• WORK TASK: For the listing below, report all lines that hold the word "field".

• INPUT:
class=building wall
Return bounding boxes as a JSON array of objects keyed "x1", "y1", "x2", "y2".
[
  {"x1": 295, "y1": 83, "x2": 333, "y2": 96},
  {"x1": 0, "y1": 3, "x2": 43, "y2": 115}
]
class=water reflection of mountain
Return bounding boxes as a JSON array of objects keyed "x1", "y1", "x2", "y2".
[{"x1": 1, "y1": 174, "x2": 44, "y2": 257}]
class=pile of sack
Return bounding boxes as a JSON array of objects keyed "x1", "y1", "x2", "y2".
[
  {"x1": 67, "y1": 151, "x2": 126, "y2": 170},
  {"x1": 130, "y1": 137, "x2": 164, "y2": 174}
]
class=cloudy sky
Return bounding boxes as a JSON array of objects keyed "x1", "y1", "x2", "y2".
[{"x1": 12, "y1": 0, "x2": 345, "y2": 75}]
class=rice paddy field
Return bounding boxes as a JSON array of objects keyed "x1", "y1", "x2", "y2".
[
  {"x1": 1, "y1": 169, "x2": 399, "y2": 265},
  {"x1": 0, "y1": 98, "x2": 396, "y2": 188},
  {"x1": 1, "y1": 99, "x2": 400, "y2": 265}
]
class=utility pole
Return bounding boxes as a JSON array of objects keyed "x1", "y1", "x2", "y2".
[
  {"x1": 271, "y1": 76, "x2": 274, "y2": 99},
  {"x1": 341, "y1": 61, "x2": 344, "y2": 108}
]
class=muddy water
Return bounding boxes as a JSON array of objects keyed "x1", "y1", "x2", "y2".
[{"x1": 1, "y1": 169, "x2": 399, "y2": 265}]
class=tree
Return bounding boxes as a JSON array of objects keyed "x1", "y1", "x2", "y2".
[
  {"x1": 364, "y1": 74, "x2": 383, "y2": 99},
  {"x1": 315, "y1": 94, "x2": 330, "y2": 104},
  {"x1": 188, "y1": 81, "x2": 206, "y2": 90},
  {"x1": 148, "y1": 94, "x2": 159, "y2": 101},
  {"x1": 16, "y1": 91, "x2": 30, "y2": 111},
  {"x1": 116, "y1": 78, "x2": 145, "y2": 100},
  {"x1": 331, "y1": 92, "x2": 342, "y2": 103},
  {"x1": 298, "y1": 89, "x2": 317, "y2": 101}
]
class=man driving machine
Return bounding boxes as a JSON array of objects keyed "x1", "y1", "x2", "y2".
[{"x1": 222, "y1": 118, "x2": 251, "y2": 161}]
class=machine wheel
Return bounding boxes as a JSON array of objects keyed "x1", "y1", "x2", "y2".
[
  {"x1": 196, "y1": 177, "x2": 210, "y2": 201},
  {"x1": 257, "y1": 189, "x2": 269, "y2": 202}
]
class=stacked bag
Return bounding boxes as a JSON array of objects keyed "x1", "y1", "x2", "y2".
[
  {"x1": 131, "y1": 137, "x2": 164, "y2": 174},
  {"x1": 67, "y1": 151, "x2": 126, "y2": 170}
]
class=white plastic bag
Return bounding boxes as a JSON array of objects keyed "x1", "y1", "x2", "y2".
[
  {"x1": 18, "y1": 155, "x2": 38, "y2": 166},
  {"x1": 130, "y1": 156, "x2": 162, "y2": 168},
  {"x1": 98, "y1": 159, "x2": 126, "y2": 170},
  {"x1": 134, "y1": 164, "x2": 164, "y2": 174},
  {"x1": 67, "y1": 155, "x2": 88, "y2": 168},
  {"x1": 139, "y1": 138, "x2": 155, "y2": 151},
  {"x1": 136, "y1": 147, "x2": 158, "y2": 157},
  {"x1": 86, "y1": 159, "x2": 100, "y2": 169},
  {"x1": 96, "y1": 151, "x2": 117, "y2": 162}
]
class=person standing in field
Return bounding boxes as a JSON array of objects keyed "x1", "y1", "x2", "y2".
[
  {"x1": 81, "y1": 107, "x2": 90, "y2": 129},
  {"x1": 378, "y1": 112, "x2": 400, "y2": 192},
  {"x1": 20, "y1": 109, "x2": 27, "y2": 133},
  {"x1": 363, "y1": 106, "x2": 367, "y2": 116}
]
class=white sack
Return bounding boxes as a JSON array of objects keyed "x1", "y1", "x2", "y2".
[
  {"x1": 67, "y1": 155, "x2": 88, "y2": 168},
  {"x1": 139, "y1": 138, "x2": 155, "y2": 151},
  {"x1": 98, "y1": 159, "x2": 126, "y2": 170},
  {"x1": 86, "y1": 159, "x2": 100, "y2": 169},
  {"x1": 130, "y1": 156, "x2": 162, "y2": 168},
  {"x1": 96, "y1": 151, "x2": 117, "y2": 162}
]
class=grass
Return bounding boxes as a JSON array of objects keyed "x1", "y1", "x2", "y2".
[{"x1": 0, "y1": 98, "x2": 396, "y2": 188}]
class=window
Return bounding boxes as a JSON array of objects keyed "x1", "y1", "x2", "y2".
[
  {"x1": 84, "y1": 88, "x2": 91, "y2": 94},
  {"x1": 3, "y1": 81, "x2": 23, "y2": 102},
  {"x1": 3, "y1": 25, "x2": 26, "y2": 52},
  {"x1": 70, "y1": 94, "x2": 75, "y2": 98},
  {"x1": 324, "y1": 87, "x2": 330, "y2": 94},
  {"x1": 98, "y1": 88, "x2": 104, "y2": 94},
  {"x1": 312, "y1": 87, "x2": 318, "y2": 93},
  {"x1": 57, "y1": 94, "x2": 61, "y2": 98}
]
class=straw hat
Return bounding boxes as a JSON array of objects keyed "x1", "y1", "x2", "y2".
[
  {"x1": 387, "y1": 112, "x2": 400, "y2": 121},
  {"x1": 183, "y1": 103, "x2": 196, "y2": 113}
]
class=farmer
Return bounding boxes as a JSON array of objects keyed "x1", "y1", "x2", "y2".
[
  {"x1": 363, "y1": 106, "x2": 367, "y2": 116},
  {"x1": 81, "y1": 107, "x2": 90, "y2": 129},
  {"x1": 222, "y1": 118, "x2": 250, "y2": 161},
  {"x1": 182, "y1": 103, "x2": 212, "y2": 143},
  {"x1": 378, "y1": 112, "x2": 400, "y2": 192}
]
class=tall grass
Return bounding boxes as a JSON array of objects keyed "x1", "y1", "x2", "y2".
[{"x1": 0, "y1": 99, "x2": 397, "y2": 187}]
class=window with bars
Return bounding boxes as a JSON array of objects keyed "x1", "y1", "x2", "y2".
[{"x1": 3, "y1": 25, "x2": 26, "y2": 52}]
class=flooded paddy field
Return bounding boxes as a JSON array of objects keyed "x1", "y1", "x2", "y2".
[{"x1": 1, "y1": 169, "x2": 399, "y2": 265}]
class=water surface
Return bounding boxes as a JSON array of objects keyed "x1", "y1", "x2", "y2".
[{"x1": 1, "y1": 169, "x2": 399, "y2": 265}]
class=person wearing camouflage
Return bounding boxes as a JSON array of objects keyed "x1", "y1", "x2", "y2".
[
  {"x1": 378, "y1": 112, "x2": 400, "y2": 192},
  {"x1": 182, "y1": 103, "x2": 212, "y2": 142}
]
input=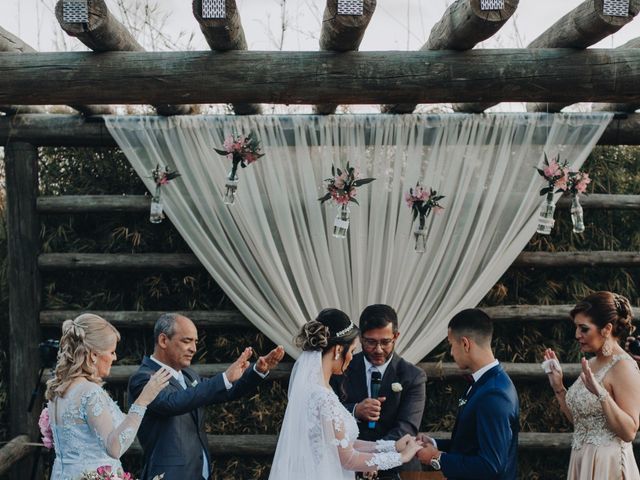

• YOUR SOLUTION:
class=rice paddy field
class=person standing in field
class=flooded paddy field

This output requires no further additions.